======== Provided data
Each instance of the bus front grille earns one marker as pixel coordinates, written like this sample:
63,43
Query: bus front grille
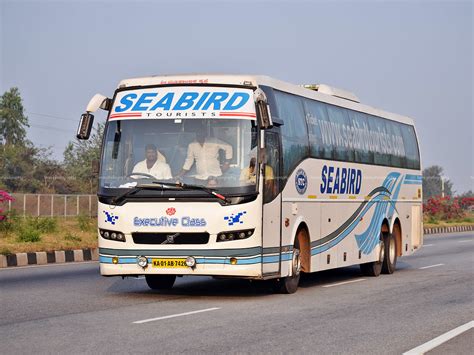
170,238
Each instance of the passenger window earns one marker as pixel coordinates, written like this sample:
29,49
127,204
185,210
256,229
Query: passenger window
294,131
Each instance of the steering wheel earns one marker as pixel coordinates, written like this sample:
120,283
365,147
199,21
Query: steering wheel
141,174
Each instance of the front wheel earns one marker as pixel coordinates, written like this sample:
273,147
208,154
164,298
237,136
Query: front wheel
390,260
375,268
160,282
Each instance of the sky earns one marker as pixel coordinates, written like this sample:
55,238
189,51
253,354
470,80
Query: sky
413,58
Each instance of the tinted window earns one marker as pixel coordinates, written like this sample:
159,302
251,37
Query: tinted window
317,119
346,135
294,132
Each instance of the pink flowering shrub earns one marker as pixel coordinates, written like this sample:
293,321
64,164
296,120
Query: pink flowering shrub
4,197
444,208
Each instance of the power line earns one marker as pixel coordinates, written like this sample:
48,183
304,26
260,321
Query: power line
================
Work to complete
Lay out the material above as a Markdown table with a "Row" column numbering each line and a "Line" column holding its text, skipping blank lines. Leave the pictures out of the table.

Answer to this task
| Row | Line |
|---|---|
| 1 | Each instance of the bus front grille earns one marker as pixel coordinates, written like this sample: |
| 2 | 63,43 |
| 3 | Query: bus front grille |
| 4 | 170,238 |
| 5 | Each instance of the passenger window earns one marker as pixel coordinates, written like this sample: |
| 6 | 29,49 |
| 7 | 127,204 |
| 8 | 185,210 |
| 9 | 256,229 |
| 10 | Query: passenger window |
| 11 | 294,131 |
| 12 | Each instance of the steering wheel earns one marker as pixel coordinates, written like this sample: |
| 13 | 120,283 |
| 14 | 365,147 |
| 15 | 199,21 |
| 16 | Query: steering wheel |
| 17 | 141,174 |
| 18 | Each instance of the front wheel earns one marker as pixel coordinates, written like this sample: |
| 19 | 273,147 |
| 20 | 208,154 |
| 21 | 164,298 |
| 22 | 237,136 |
| 23 | Query: front wheel |
| 24 | 390,260 |
| 25 | 375,268 |
| 26 | 160,282 |
| 27 | Each instance of the sky earns one marker as pixel coordinates, written like this sample: |
| 28 | 55,238 |
| 29 | 189,51 |
| 30 | 253,354 |
| 31 | 470,80 |
| 32 | Query: sky |
| 33 | 413,58 |
| 34 | Each instance of the tinted window earns one marker as pixel coordinates, written like this sample: |
| 35 | 159,302 |
| 36 | 251,37 |
| 37 | Query: tinted window |
| 38 | 317,119 |
| 39 | 346,135 |
| 40 | 294,132 |
| 41 | Each instance of the pink flowering shrub earns one marker as pixel coordinates, written like this sample: |
| 42 | 293,321 |
| 43 | 64,164 |
| 44 | 296,120 |
| 45 | Query: pink flowering shrub |
| 46 | 4,197 |
| 47 | 444,208 |
| 48 | Each instance of the power line earns one marker as pixel coordinates, written like this sample: |
| 49 | 48,183 |
| 50 | 304,26 |
| 51 | 260,321 |
| 52 | Query: power line |